--- Start of Passage ---

That’s it, you are done!

Note

You can always validate your installation using the command python manage.py validate

Starting the services

CitoEngine is divided into two components, webapp and poller. You can run these two components using the helper scripts /opt/citoengine/bin/citoengine-poller.sh and /opt/citoengine/bin/citoengine-webapp.sh. If you are on Ubuntu, you can configure to run them as upstart services using /opt/citoengine/bin/upstart/configure-upstart.sh.

Start CitoEngine SQS Poller service

/opt/citoengine/bin/citoengine-poller.sh

Start CitoEngine Engine

/opt/citoengine/bin/citoengine-webapp.sh

Open your browser and access http://<hostname or IP>:8000 to login to CitoEngine with the admin account you created earlier.

Installing Cito Plugin Server

The following guide shows installation steps on Ubuntu 12.04 x86_64. Theoretically application dependencies can be fulfilled on any linux distribution viz. Redhat, ArchLinux, etc. In future, we will try to include installation steps for other distributions as well. Python module dependencies are installed using pip rather than system installer, this gives us more control towards using modules of specific versions. The following steps assume that you will be installing in /opt/cito_plugin_server directory.

--- End of Passage ---

For each statement, say yes or no according to the CitoEngine guide, and quote the exact words from the guide that decide it.
1. CitoEngine consists of two components.
2. The plugin server installation steps are shown for Ubuntu 14.04.
3. Python module dependencies are installed with the system installer.
The data has nothing to do with this work.

--- Start of Data section ---

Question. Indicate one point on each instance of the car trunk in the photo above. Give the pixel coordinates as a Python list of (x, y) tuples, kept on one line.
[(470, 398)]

--- End of Data section ---

__Output for this task__.
1. Yes: "CitoEngine is divided into two components, webapp and poller."
2. No: "The following guide shows installation steps on Ubuntu 12.04 x86_64."
3. No: "Python module dependencies are installed using pip rather than system installer"